■ Exercise aim ■
Update the rows from the line with "Target: white foam on water" to the line with "(486, 1119)", replacing "pendant light" with "hanging lamp" and leaving everything else unchanged. Provide only those rows.

⟨

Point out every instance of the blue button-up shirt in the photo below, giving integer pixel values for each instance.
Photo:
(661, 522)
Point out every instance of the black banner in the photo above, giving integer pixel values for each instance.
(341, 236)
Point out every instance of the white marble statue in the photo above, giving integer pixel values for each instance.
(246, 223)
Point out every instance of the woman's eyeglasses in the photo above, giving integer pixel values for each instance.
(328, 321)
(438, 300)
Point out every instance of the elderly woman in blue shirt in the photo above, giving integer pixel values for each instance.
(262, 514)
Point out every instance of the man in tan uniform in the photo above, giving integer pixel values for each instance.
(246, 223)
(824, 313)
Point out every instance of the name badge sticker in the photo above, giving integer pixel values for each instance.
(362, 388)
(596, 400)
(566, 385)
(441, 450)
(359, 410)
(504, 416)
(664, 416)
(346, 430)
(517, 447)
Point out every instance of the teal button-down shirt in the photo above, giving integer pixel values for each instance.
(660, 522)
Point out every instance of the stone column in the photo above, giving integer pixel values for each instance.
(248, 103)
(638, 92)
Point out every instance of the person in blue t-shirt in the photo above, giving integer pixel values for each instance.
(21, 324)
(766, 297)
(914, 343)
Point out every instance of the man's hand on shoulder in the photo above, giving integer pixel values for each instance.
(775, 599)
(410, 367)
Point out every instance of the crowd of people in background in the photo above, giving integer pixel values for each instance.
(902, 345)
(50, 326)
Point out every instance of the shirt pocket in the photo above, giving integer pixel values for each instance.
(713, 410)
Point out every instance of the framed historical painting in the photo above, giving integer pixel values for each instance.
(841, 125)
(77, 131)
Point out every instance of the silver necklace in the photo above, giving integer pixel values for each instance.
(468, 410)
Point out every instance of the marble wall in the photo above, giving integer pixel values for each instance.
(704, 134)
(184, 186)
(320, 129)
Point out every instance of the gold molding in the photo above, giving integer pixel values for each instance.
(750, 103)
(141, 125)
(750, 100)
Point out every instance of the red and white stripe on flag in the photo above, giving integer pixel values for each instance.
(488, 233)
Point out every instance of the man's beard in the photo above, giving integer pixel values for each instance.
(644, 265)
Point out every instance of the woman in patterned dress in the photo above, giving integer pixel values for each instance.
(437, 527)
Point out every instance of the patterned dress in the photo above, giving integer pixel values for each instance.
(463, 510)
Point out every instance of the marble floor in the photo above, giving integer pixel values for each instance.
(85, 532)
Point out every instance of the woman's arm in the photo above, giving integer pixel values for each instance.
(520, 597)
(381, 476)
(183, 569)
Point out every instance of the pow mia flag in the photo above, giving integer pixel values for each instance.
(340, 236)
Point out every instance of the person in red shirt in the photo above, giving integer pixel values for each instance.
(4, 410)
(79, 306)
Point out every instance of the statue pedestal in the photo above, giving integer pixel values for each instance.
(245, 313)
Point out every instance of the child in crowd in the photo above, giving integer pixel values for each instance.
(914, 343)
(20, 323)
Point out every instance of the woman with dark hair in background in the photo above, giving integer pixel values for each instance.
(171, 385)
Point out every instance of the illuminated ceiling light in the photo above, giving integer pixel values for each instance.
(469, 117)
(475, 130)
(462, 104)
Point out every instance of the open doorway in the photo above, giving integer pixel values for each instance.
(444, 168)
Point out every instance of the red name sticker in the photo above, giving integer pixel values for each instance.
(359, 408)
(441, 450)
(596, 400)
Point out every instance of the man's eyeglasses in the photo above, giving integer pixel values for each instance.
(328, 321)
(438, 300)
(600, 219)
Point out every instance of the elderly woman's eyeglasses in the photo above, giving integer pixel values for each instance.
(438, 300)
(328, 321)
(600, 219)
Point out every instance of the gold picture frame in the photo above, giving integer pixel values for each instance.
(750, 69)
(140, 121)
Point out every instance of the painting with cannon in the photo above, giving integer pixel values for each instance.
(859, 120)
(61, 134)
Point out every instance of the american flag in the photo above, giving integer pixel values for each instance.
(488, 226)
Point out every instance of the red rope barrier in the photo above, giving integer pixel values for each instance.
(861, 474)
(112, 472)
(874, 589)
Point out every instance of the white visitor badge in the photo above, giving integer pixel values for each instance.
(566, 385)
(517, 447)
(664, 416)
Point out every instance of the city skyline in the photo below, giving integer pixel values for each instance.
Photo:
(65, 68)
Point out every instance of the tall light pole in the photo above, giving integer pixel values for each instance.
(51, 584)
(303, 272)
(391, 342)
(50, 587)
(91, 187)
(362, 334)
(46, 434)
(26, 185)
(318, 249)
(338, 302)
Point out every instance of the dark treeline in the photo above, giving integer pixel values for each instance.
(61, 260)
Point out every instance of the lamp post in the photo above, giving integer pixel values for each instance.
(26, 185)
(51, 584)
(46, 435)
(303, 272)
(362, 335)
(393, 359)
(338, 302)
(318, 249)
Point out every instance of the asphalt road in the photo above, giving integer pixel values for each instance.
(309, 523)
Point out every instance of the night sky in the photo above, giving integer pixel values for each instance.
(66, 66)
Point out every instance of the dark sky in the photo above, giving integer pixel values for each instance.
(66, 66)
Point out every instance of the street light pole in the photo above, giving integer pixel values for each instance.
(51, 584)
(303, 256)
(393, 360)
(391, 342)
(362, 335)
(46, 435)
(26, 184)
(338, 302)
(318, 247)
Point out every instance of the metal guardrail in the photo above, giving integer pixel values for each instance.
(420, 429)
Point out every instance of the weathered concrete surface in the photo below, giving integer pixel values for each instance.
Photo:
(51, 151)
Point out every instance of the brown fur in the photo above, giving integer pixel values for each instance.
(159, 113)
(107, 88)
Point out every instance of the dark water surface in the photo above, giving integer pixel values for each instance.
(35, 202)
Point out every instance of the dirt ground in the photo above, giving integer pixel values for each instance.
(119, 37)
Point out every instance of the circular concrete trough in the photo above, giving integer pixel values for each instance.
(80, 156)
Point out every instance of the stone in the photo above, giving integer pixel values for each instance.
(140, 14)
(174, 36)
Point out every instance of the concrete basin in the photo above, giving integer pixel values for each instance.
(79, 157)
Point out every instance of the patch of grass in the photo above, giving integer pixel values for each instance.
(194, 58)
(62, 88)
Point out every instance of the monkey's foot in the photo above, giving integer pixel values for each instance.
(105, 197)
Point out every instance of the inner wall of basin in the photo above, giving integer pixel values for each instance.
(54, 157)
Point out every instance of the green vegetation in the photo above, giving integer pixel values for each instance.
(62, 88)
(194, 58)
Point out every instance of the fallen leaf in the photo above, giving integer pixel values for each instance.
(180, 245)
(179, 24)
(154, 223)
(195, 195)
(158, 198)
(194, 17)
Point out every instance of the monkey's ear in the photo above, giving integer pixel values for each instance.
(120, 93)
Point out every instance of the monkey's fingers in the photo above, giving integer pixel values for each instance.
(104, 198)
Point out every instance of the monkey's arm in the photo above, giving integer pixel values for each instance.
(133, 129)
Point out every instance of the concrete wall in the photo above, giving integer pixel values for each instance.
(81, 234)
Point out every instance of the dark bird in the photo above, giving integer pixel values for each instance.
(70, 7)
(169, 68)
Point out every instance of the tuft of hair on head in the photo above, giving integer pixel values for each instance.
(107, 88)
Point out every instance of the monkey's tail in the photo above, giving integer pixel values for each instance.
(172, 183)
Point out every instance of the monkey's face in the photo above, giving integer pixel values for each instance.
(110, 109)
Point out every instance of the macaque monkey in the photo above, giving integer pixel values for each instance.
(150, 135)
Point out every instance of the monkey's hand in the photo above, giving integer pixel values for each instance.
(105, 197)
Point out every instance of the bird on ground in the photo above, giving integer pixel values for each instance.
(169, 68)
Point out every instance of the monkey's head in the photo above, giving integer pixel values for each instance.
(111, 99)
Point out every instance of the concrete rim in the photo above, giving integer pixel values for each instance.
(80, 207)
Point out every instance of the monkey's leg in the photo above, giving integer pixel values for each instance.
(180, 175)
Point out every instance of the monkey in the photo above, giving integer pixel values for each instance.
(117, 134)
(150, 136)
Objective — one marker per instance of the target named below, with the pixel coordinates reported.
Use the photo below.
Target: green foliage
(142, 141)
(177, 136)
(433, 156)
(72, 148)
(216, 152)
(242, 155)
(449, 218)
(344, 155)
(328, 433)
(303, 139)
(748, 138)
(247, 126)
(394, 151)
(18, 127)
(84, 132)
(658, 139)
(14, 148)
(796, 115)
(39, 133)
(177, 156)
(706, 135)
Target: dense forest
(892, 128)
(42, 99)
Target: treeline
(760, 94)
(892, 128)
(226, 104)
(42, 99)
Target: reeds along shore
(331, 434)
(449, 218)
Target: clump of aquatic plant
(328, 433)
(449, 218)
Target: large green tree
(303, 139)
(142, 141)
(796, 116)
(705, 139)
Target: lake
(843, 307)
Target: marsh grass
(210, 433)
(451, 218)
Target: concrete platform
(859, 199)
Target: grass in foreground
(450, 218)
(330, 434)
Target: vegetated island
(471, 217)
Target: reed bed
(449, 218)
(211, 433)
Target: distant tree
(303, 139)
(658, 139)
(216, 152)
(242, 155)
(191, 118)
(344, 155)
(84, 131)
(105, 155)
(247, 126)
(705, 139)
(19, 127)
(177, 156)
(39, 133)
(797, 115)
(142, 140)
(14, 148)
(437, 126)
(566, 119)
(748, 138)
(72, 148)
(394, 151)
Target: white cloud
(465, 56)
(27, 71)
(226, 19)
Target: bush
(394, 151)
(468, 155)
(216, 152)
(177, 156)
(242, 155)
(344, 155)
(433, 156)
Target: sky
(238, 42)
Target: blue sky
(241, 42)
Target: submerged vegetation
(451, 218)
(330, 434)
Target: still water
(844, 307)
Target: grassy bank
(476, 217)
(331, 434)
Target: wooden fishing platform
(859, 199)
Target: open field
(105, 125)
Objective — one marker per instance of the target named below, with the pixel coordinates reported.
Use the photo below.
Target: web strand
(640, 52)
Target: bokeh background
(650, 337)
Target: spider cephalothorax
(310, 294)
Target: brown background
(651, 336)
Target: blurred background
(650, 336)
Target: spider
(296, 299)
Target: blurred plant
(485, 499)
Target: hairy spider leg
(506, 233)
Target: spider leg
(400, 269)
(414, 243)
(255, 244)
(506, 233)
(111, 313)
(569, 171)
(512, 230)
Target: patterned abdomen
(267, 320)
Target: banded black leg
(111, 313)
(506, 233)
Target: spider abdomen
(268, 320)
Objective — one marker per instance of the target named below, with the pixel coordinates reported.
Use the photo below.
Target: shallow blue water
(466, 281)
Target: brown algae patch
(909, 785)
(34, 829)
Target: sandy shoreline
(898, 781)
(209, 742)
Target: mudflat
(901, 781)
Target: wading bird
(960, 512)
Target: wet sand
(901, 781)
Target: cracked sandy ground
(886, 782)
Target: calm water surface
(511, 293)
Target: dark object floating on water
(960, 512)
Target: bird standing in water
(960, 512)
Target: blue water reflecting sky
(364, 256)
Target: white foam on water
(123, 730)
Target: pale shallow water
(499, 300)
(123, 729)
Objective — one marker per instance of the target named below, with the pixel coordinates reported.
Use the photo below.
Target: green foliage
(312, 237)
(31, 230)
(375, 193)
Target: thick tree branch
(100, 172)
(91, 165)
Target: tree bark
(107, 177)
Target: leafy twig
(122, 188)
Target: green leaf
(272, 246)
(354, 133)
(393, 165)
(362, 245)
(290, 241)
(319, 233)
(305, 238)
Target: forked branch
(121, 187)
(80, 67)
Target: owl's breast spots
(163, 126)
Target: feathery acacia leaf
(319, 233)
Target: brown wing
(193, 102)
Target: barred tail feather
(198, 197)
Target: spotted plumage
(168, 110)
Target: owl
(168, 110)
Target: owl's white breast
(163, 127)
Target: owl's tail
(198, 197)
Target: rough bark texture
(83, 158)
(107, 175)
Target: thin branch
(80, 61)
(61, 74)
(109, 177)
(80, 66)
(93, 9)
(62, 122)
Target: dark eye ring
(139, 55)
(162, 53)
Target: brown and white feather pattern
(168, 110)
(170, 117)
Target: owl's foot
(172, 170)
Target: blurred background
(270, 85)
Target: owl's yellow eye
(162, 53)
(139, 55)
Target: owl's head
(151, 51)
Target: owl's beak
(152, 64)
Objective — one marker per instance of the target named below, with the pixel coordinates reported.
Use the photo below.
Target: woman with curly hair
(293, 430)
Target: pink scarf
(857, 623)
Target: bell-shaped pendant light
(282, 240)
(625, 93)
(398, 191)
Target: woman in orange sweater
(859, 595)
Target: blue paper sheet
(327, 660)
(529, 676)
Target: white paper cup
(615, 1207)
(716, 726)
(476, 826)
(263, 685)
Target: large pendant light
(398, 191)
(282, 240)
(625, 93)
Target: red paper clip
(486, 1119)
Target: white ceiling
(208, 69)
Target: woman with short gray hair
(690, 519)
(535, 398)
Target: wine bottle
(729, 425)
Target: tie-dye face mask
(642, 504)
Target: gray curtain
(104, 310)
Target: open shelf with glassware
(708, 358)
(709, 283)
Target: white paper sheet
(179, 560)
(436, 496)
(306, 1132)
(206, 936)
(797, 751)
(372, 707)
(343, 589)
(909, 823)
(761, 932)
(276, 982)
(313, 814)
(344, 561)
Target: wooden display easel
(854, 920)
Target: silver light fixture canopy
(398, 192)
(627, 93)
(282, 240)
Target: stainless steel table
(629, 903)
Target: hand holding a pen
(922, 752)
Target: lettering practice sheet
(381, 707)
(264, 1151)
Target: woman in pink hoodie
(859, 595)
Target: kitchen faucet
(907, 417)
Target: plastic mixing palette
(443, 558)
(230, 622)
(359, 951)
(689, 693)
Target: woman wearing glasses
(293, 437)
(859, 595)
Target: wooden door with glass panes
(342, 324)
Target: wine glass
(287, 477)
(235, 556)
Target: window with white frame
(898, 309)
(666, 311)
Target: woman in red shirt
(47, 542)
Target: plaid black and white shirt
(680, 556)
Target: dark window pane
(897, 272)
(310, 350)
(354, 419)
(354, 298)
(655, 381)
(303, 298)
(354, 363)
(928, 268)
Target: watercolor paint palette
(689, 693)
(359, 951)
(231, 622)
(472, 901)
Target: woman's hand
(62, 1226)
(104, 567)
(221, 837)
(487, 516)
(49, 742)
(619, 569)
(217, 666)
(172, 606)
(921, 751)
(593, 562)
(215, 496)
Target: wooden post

⟩

■ Result of this exercise ■
Target: white foam on water
(123, 730)
Target: pale shallow water
(499, 300)
(123, 729)
Objective — one marker per instance of the target named below, with the pixel coordinates reported.
Use the photo below.
Target: green foliage
(312, 237)
(31, 230)
(375, 193)
Target: thick tree branch
(100, 172)
(91, 165)
Target: tree bark
(107, 177)
Target: leafy twig
(122, 188)
Target: green leaf
(272, 246)
(354, 133)
(393, 165)
(362, 245)
(290, 241)
(319, 233)
(305, 238)
Target: forked branch
(121, 187)
(80, 67)
Target: owl's breast spots
(163, 126)
Target: feathery acacia leaf
(319, 233)
Target: brown wing
(193, 102)
Target: barred tail feather
(198, 197)
Target: spotted plumage
(168, 110)
Target: owl
(168, 110)
Target: owl's white breast
(163, 127)
Target: owl's tail
(198, 197)
Target: rough bark texture
(83, 158)
(107, 175)
Target: thin branch
(80, 61)
(61, 74)
(109, 177)
(80, 66)
(93, 9)
(62, 122)
Target: dark eye ring
(139, 55)
(162, 53)
Target: brown and white feather pattern
(168, 110)
(170, 117)
Target: owl's foot
(172, 170)
Target: blurred background
(270, 85)
Target: owl's yellow eye
(162, 53)
(139, 55)
Target: owl's head
(151, 51)
Target: owl's beak
(152, 64)
Objective — one marker per instance of the target named below, with the pixel coordinates reported.
Use the photo below.
Target: woman with curly hair
(293, 430)
Target: pink scarf
(857, 623)
Target: bell-shaped hanging lamp
(282, 240)
(625, 93)
(398, 191)
Target: woman in orange sweater
(859, 595)
Target: blue paper sheet
(327, 660)
(529, 676)
Target: white paper cup
(615, 1207)
(716, 726)
(476, 826)
(263, 685)
Target: large hanging lamp
(398, 191)
(282, 240)
(625, 93)
Target: red paper clip
(486, 1119)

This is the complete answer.